§ **Exercise requirements**:
Give again the line that contains "Query: green grass" and every line after it to the end of the records. Keep them exactly as they are and add nothing.

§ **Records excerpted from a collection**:
<<<<

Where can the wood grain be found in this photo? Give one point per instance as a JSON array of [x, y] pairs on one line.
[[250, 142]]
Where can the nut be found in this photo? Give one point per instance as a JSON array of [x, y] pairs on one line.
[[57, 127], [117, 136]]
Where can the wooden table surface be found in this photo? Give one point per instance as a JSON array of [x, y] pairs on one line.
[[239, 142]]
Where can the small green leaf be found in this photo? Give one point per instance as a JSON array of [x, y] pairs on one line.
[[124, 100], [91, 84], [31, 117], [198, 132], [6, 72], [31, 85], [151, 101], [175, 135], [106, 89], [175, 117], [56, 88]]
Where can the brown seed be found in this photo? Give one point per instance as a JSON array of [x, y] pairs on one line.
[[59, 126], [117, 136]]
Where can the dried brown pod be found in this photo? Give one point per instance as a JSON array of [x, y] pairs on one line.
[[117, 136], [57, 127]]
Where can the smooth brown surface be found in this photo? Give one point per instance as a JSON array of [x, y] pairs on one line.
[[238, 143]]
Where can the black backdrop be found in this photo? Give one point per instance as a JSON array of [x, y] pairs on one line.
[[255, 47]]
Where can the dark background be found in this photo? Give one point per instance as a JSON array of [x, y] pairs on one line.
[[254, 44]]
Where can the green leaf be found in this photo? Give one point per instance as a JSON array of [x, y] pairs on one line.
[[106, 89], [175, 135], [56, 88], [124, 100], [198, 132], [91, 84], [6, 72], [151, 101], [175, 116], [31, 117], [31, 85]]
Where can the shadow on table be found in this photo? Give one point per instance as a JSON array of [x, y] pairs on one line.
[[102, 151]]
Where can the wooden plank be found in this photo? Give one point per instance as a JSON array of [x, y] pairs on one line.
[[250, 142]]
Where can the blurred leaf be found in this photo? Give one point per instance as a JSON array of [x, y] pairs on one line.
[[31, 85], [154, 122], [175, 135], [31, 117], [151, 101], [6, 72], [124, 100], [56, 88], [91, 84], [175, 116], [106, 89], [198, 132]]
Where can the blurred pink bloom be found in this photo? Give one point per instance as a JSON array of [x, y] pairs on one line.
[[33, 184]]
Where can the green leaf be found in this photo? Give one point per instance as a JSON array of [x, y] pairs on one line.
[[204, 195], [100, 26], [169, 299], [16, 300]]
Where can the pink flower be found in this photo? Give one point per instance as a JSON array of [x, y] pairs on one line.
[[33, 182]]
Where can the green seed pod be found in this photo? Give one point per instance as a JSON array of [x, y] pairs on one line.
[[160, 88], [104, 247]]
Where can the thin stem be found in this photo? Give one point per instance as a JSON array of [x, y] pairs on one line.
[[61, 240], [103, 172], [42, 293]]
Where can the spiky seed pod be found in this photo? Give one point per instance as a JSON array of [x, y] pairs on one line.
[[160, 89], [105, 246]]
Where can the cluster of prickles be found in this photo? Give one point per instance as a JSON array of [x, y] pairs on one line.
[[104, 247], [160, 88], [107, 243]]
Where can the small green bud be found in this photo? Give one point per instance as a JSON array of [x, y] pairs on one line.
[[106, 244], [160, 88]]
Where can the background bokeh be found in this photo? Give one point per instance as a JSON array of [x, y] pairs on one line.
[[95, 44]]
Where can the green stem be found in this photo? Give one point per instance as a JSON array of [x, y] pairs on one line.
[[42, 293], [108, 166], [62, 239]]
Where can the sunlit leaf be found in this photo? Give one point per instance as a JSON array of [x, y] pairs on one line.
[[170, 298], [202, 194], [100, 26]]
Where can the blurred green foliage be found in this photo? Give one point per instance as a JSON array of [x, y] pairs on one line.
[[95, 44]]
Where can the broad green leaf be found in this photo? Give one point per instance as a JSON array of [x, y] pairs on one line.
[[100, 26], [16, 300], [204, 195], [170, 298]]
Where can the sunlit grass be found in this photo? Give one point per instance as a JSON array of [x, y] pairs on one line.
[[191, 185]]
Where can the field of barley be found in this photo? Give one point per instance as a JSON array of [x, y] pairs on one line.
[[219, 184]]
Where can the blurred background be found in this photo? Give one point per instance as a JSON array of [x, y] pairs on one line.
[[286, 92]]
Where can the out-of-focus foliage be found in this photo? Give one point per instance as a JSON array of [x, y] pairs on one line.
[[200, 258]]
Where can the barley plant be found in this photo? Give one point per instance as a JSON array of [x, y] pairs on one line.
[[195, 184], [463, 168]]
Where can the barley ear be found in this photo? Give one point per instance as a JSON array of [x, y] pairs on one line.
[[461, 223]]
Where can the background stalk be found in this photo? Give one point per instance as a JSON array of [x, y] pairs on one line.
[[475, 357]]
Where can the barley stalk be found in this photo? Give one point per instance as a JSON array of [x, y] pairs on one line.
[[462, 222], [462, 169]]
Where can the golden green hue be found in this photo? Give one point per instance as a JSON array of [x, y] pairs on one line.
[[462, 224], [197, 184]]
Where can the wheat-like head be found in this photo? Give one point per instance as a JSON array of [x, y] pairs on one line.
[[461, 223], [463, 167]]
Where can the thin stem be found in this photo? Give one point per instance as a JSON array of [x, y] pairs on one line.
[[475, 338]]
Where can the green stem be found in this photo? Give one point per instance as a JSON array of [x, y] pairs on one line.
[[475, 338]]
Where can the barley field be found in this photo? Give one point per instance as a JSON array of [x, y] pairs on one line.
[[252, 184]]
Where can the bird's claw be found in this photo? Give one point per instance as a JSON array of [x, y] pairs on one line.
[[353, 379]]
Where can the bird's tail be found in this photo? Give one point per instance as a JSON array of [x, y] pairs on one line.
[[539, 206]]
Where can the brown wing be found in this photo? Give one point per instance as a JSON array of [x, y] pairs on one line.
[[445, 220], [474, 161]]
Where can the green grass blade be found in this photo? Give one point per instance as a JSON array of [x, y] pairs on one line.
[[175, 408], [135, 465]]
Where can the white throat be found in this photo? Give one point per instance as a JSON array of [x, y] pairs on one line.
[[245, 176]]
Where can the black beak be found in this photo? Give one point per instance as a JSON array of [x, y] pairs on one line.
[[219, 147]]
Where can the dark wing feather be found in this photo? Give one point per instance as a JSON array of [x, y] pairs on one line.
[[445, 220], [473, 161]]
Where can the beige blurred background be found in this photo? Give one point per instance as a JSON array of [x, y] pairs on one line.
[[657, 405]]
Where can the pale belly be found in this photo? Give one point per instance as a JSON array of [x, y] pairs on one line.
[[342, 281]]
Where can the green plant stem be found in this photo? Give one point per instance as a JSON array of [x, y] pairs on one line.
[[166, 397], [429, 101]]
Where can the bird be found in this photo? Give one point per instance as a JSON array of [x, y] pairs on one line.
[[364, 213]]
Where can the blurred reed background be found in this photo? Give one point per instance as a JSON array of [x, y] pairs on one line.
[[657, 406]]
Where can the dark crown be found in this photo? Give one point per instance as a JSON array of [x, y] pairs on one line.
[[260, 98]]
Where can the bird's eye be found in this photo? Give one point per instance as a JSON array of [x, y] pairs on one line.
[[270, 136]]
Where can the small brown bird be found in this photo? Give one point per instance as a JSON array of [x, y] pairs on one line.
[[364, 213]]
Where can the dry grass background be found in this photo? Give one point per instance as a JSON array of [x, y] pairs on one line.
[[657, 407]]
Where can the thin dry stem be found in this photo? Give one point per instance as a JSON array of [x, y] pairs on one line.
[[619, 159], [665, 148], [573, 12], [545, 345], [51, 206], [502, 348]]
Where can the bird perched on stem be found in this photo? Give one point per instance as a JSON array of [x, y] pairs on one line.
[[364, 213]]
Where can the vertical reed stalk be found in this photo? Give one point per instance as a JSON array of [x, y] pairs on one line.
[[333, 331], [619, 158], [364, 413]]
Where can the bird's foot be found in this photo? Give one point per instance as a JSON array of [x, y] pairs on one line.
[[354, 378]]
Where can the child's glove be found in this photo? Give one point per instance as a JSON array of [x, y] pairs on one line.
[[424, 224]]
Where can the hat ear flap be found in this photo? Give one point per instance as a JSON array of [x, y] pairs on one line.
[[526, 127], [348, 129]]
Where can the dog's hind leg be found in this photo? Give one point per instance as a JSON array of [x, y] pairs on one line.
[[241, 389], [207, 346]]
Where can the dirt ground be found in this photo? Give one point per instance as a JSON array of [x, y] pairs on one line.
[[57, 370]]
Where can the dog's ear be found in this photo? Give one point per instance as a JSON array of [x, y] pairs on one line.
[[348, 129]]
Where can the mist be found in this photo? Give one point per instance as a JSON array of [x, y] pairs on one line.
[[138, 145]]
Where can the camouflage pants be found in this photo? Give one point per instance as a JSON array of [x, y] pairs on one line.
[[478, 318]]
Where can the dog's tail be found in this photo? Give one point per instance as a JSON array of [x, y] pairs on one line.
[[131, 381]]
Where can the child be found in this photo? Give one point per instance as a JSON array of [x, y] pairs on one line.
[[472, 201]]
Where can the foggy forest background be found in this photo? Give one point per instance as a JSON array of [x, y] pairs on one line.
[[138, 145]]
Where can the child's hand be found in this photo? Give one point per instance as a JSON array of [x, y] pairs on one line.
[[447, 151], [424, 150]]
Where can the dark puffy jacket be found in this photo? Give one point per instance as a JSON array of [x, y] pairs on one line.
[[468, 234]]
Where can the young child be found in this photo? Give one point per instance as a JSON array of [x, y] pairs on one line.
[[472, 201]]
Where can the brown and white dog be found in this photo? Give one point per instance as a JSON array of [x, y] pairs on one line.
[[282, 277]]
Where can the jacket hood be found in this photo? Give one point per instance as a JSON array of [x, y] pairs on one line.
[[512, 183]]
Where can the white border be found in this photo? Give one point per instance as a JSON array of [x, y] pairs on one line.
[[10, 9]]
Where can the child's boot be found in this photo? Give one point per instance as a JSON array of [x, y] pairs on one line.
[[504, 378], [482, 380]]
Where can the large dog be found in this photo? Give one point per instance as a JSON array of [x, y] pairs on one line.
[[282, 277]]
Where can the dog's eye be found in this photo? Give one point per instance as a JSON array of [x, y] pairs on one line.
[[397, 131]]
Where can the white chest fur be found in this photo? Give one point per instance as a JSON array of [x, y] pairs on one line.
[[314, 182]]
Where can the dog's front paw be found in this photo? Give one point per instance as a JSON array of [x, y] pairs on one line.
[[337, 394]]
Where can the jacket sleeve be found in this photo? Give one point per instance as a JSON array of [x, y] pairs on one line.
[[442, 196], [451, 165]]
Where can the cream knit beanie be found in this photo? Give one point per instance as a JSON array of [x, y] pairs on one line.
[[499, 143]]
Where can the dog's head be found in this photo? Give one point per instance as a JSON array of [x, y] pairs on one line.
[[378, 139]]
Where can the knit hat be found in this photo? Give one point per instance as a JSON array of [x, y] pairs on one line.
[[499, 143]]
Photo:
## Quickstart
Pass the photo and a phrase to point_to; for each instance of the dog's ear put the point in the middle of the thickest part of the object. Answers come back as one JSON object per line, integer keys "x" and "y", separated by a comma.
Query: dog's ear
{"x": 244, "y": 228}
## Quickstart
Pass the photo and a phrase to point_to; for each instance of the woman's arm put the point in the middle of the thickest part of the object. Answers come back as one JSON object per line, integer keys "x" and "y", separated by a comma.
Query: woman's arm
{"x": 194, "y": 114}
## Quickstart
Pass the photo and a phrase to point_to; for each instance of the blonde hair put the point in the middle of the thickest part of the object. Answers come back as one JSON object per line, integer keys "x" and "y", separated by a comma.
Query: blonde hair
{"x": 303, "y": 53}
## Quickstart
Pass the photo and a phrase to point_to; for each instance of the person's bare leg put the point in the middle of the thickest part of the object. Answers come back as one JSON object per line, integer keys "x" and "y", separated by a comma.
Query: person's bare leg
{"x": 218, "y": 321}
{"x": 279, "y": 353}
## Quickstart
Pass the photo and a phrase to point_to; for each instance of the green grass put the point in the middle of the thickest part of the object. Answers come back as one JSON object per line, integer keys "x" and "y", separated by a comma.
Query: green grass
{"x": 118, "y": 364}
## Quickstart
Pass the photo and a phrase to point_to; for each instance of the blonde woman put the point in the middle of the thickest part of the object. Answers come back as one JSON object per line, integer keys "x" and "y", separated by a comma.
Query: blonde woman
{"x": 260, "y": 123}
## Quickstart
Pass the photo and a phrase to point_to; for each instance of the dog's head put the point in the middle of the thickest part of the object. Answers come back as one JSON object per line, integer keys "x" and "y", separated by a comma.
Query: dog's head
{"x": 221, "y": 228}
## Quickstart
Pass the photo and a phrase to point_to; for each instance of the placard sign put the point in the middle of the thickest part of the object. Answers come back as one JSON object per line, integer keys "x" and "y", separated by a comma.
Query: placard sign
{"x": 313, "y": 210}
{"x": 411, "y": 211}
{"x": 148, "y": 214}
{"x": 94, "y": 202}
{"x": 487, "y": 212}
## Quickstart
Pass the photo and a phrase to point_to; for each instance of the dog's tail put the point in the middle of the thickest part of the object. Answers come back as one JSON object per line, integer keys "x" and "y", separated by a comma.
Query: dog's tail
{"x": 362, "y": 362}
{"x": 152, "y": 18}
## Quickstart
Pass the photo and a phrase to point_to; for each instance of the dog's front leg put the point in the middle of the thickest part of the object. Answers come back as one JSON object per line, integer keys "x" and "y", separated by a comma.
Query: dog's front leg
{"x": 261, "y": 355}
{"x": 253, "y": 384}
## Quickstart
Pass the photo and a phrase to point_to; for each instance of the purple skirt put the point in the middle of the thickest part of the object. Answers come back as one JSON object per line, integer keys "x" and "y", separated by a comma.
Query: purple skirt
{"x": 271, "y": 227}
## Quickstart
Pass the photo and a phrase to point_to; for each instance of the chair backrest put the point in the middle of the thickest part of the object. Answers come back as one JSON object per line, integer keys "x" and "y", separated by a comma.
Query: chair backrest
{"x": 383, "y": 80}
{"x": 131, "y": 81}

>>>>

§ **Answer to this task**:
Query: green grass
{"x": 118, "y": 364}
## Quickstart
Pass the photo and a phrase to point_to; for each instance of the blonde woman put the point in the middle of the thickest part of the object. Answers come back as one JSON object per line, integer keys "x" and "y", separated by a comma.
Query: blonde woman
{"x": 260, "y": 123}
## Quickstart
Pass the photo and a phrase to point_to; for each instance of the dog's head put the point in the middle of the thickest part of the object. Answers come back as one JSON object per line, integer keys "x" and "y", separated by a comma.
Query: dog's head
{"x": 221, "y": 228}
## Quickstart
Pass the photo and a phrase to point_to; for each instance of the placard sign put the point in the middle of the thickest part of the object. Answers come back as one JSON object per line, integer keys "x" and "y", separated by a comma.
Query: placard sign
{"x": 313, "y": 210}
{"x": 411, "y": 211}
{"x": 148, "y": 214}
{"x": 94, "y": 202}
{"x": 487, "y": 212}
## Quickstart
Pass the photo and a phrase to point_to; for each instance of the dog's tail put the point in the middle of the thickest part of the object. Answers come back as one JSON object per line, integer keys "x" and "y", separated by a comma.
Query: dog's tail
{"x": 362, "y": 362}
{"x": 152, "y": 18}
## Quickstart
Pass the photo and a phrase to point_to; for each instance of the dog's front leg put the point in the middle of the thickest part of the object. Answers come back as one JSON object per line, integer keys "x" and "y", separated by a comma.
Query: dog's front leg
{"x": 261, "y": 355}
{"x": 253, "y": 384}
## Quickstart
Pass the photo and a phrase to point_to; for each instance of the purple skirt put the point in the middle of the thickest part of the object. Answers come back as one JSON object per line, integer keys "x" and "y", separated by a comma.
Query: purple skirt
{"x": 271, "y": 227}
## Quickstart
Pass the photo and a phrase to point_to; for each instance of the chair backrest put the point in the middle of the thickest part of the object. Answers come back as one JSON object per line, integer keys "x" and "y", separated by a comma.
Query: chair backrest
{"x": 383, "y": 80}
{"x": 131, "y": 81}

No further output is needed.